(Supplied text):
++++++++

I said not just getting more plants; CO2 levels are increasing so clearly the plants aren't absorbing it all.
*shrugs* - we have no idea what the possible lag times on this are. I've never seen plants sprout _instantly_:)
The oceans are already more acidic. This is not opinion, it's fact. It's been measured. It's in the article you yourself linked to.
Chemistry lesson. pH less than 7 = acidic. pH 7 = neutral. pH > 7 basic.
The oceans are pH>7 and the slight change measured (and some of the early measurements we know have enormous error bars) is nowhere near making the oceans neutral or acid. They're basic and will stay basic.
Again, we know this since CO2-levels have been much, much, much, much higher before.
Oh please believe the NAS - since they correctly debunked the first Mann hockeystick:) That's why he created the second, which is falsified due to only using those proxies that already agree with his conclusion, instead of all or at least a valid subset without confirmation bias.
Briffa's hockeystick was found statistically wanting since the only proxy that actually showed a hockeystick in the end was a single tree in Siberia. With a larger (statistically valid) set of proxies the hockeystick-shape disappears.
Clearly there's too much for plants to absorb anyway, since we know CO2 levels are increasing; we're not just getting more plants.
Yes we are, the Earth's biosphere is booming and has been for the last decades. Up more than 6% in total. Plants are currently CO2 starved, most become increasingly happy up to 1000ppm.
And, of course, the acidification of the oceans is also a huge problem.
No, it's not. CO2 in the atmosphere has been more than a magnitude higher before in history without the oceans having gone acidic. They're at PH>7 and will stay so. Any slight changes are easily coped with by creatures who've lived through much largers changes before - they've evolved to handle them. Some even grow better with increased levels of CO2.

++++++++

(Saved entries)
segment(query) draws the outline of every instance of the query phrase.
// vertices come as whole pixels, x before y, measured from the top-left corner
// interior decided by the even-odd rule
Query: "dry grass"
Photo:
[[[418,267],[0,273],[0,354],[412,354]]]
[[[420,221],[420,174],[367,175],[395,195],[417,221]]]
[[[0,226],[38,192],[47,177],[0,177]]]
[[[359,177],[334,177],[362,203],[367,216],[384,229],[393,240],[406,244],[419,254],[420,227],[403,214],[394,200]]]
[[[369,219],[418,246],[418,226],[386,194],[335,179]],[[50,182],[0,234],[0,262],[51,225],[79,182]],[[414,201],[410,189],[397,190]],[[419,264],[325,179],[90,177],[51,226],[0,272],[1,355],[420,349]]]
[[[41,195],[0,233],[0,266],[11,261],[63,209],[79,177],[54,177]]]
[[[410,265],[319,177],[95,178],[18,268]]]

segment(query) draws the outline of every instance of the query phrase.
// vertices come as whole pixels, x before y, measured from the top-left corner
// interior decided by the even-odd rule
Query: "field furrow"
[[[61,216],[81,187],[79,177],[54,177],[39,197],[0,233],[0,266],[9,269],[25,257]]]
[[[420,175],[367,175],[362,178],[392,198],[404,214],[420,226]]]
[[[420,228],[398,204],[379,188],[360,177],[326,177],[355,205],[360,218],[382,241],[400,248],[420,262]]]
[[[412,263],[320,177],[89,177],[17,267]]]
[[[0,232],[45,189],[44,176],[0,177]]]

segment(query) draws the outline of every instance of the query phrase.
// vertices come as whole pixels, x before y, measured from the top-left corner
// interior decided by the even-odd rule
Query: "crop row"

++++++++

(Directions):
Answer these questions using the exchange on carbon dioxide levels:
1. What pH value does it give as neutral?
2. By how much does it say the Earth's biosphere has grown in total?
3. What was the only proxy that showed a hockeystick at the end of Briffa's hockeystick?

(Worked solution):
1. pH 7.
2. More than 6%.
3. A single tree in Siberia.